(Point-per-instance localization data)
========================================================================
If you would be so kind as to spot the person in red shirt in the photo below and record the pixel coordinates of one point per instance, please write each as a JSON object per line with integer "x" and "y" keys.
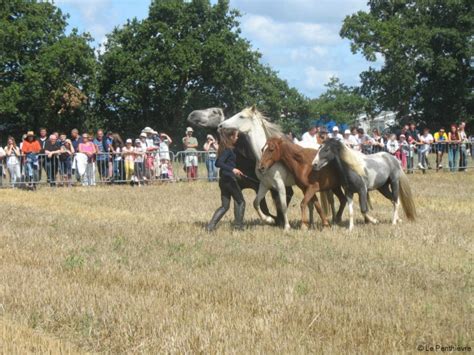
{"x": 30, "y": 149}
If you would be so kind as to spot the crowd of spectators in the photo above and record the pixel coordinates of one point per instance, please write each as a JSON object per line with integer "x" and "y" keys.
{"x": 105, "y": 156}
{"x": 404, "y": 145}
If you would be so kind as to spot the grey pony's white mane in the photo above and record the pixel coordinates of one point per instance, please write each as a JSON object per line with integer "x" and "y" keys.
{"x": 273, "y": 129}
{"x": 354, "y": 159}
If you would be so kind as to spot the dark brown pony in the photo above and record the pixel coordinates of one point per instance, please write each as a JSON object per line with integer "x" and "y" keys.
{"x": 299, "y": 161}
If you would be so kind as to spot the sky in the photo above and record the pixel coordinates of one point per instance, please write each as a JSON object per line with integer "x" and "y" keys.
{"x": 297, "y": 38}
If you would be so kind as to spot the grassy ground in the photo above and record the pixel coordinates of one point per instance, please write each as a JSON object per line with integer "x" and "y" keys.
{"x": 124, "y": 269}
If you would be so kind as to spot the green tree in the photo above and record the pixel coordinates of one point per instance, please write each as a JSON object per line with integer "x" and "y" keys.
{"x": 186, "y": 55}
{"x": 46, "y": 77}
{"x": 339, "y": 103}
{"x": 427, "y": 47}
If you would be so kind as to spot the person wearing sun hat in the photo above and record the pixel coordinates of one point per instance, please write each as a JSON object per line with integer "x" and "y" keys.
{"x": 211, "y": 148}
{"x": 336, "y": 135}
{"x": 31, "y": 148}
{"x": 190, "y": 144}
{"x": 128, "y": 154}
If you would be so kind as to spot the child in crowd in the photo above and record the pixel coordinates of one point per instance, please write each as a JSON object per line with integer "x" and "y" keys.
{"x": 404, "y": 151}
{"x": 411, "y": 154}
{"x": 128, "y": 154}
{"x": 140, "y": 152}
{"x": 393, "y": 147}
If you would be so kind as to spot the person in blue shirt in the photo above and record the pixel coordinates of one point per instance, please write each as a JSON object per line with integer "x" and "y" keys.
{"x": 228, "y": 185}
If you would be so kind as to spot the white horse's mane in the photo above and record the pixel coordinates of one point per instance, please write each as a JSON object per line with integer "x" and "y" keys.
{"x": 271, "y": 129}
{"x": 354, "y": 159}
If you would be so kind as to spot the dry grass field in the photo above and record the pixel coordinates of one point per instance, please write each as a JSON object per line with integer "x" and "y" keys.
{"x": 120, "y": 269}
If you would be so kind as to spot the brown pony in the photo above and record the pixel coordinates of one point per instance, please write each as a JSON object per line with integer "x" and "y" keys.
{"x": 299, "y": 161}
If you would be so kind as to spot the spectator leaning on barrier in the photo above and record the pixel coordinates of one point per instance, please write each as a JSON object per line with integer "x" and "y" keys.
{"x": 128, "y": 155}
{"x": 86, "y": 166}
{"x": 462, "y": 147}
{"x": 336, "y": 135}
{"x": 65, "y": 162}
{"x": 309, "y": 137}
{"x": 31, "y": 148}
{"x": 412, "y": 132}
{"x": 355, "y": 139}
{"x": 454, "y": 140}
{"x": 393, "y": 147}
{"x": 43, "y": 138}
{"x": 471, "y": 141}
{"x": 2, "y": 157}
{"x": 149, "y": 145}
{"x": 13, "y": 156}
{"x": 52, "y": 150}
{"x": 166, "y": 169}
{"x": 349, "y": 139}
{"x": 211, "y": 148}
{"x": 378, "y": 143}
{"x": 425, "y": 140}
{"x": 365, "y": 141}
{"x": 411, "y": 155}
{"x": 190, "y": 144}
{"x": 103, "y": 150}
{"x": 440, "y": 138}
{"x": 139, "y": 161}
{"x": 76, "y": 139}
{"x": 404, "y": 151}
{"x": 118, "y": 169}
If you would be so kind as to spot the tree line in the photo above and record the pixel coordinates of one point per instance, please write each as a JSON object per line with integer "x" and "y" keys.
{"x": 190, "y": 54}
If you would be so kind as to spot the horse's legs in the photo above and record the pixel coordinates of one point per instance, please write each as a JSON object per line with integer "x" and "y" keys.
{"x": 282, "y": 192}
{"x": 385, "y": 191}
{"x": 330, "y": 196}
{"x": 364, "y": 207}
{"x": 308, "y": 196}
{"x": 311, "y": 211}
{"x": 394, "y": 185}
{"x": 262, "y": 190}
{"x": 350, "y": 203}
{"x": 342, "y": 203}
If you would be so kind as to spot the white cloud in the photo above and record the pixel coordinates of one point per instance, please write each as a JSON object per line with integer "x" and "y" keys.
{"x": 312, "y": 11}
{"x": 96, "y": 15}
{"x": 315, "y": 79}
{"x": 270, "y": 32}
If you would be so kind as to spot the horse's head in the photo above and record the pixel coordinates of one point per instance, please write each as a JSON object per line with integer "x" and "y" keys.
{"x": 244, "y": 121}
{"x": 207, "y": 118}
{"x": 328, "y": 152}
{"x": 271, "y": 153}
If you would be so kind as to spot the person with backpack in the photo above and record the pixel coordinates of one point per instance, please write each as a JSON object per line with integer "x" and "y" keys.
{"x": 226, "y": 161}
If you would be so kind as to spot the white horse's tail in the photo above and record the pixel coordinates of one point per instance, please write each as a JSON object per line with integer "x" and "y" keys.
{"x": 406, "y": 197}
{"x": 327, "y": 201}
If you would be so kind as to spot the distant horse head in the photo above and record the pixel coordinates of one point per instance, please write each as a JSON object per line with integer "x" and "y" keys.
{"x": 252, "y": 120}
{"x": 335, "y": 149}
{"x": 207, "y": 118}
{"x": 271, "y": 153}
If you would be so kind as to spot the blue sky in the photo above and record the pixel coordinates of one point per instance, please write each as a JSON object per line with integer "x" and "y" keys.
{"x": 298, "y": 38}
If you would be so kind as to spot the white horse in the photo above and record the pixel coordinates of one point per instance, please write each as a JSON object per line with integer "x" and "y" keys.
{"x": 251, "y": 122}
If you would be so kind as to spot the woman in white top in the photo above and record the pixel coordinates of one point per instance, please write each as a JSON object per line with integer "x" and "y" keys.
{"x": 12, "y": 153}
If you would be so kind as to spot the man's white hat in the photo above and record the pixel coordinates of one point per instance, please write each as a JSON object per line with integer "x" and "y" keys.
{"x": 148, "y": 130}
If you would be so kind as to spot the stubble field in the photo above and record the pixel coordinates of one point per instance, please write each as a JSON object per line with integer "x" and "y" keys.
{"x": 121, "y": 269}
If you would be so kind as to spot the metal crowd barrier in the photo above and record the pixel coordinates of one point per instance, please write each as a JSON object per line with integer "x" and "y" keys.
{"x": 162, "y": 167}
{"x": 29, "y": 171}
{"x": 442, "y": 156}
========================================================================
### Problem details
Make an exact copy of the records shown above, without the pictures.

### Written solution
If you would be so kind as to spot the person in red shirt in the photo below and record the pixel coordinates of one point per instance, please write each as a JSON object per line with integer "x" and "y" keys.
{"x": 30, "y": 149}
If you would be so kind as to spot the crowd of spectators in the photo above and record the pixel coordinates of one point per instance, please write each as a JSON object per line with integer "x" and "y" keys.
{"x": 105, "y": 156}
{"x": 404, "y": 145}
If you would be so kind as to spot the grey pony's white mane in the photo above and record the pixel coordinates of one point per instance, please write each as a JSON object per line with integer "x" and "y" keys.
{"x": 273, "y": 129}
{"x": 354, "y": 159}
If you would be so kind as to spot the dark brown pony in the photo above and record the pixel coordinates of one point per instance, please write each as a JSON object per line with integer "x" and "y" keys.
{"x": 299, "y": 161}
If you would be so kind as to spot the sky in the photo above and record the pixel coordinates of one point per instance, please write each as a JSON object per line with integer "x" and "y" keys.
{"x": 297, "y": 38}
If you would be so kind as to spot the grassy ground in the photo above and record the pixel coordinates of one point per instance, please write each as a JSON object per line with integer "x" and "y" keys.
{"x": 124, "y": 269}
If you would be so kind as to spot the green tree in the photo above and record the pixel coordinates of one point per instance, please write each as a JSON object per line with integer "x" and "y" keys.
{"x": 186, "y": 55}
{"x": 46, "y": 77}
{"x": 339, "y": 103}
{"x": 427, "y": 47}
If you would be so kind as to spot the person wearing sun hat in the photo above and record the pixel coordinates of one point per instance, please write each as a JSON object per line with integer "x" and "y" keys.
{"x": 211, "y": 148}
{"x": 336, "y": 135}
{"x": 31, "y": 148}
{"x": 190, "y": 144}
{"x": 128, "y": 154}
If you would be so kind as to spot the child in crowd in the photo above and record the pixel coordinates of one point per instance, please write each as a JSON object per line with integer "x" and "y" keys.
{"x": 404, "y": 151}
{"x": 411, "y": 154}
{"x": 128, "y": 154}
{"x": 140, "y": 152}
{"x": 393, "y": 147}
If you would be so kind as to spot the person in blue shirt in the photo above and record the pixel coordinates of one point per instance, please write each as a JSON object per line with integer "x" and "y" keys.
{"x": 228, "y": 185}
If you would be so kind as to spot the white horse's mane in the photo above and record the pixel coordinates of one point per instance, please write each as a JSON object per line with integer "x" and "y" keys.
{"x": 271, "y": 129}
{"x": 354, "y": 159}
If you would be so kind as to spot the dry grass field in the photo above and record the pixel coordinates of one point per instance, please write each as a JSON object per line with integer "x" and "y" keys.
{"x": 120, "y": 269}
If you would be so kind as to spot the brown pony in the photo above and record the pixel coordinates of one point per instance, please write each as a JSON object per line with integer "x" and "y" keys.
{"x": 299, "y": 161}
If you would be so kind as to spot the spectator leaning on barrier in the photo above and record the pixel coordinates of one point per instance, please write each as a JSON object per line with integer "x" and "y" keys.
{"x": 128, "y": 155}
{"x": 86, "y": 166}
{"x": 462, "y": 147}
{"x": 336, "y": 135}
{"x": 65, "y": 162}
{"x": 309, "y": 137}
{"x": 31, "y": 148}
{"x": 412, "y": 132}
{"x": 355, "y": 139}
{"x": 454, "y": 140}
{"x": 393, "y": 147}
{"x": 43, "y": 138}
{"x": 471, "y": 141}
{"x": 2, "y": 157}
{"x": 149, "y": 145}
{"x": 13, "y": 156}
{"x": 52, "y": 150}
{"x": 166, "y": 169}
{"x": 349, "y": 139}
{"x": 211, "y": 148}
{"x": 378, "y": 143}
{"x": 425, "y": 140}
{"x": 365, "y": 141}
{"x": 411, "y": 155}
{"x": 190, "y": 144}
{"x": 103, "y": 150}
{"x": 440, "y": 138}
{"x": 139, "y": 161}
{"x": 76, "y": 139}
{"x": 404, "y": 151}
{"x": 118, "y": 169}
If you would be so kind as to spot the tree line in the photo above and record the pixel coordinates of one point per instance, please write each as a JSON object per line with integer "x" and "y" keys.
{"x": 190, "y": 54}
If you would be so kind as to spot the horse's legs in the photo above and record the pixel coordinates of one point per instance, please write each as a JSON object per line with integer "x" and "y" keys.
{"x": 282, "y": 192}
{"x": 385, "y": 191}
{"x": 330, "y": 196}
{"x": 364, "y": 207}
{"x": 308, "y": 196}
{"x": 311, "y": 211}
{"x": 394, "y": 185}
{"x": 262, "y": 190}
{"x": 350, "y": 203}
{"x": 342, "y": 203}
If you would be so kind as to spot the white cloud in the photo above and record the pixel coordinates of one point per instance, please write each as a JSON object per line with integer "x" and "y" keys.
{"x": 312, "y": 11}
{"x": 96, "y": 15}
{"x": 315, "y": 79}
{"x": 270, "y": 32}
If you would be so kind as to spot the horse's head in the photo above and record the pixel coordinates of one point per instance, please write each as a JSON object per line with integer "x" and "y" keys.
{"x": 244, "y": 121}
{"x": 207, "y": 118}
{"x": 328, "y": 152}
{"x": 271, "y": 153}
If you would be so kind as to spot the person with backpack in the photo above and record the pixel coordinates of one point per instance, please write each as a JSON object per line with integer "x" and "y" keys.
{"x": 226, "y": 161}
If you would be so kind as to spot the white horse's tail in the photo above and record the pixel coordinates of one point per instance, please write each as a JSON object per line with integer "x" and "y" keys.
{"x": 406, "y": 197}
{"x": 327, "y": 201}
If you would be so kind as to spot the distant horse head in the photo above and record the pixel coordinates of one point per instance, please write each as a JSON object per line with integer "x" and "y" keys.
{"x": 252, "y": 120}
{"x": 335, "y": 149}
{"x": 207, "y": 118}
{"x": 271, "y": 153}
If you would be so kind as to spot the blue sky in the photo above and record the pixel coordinates of one point per instance, please write each as a JSON object per line with integer "x" and "y" keys.
{"x": 298, "y": 38}
If you would be so kind as to spot the white horse in the photo above and record the pixel coordinates of one point per instance, please write each as a JSON object per line with integer "x" and "y" keys.
{"x": 251, "y": 122}
If you would be so kind as to spot the woman in white top in the photo above and record the pixel coordinates of one point per instance, please write each as a JSON object per line with integer "x" and "y" keys.
{"x": 12, "y": 153}
If you would be so kind as to spot the man's white hat in the photo above and record the pixel coordinates of one point per instance, please write each as a JSON object per line with integer "x" and "y" keys.
{"x": 148, "y": 130}
If you would be so kind as to spot the stubble field in the photo above and record the pixel coordinates of one point per instance, please write each as a JSON object per line with integer "x" and "y" keys.
{"x": 121, "y": 269}
If you would be so kind as to spot the metal crowd barrier in the photo above and record the pixel coordinates of one point per instance, please write each as a JSON object per line with integer "x" and "y" keys.
{"x": 162, "y": 167}
{"x": 29, "y": 171}
{"x": 442, "y": 156}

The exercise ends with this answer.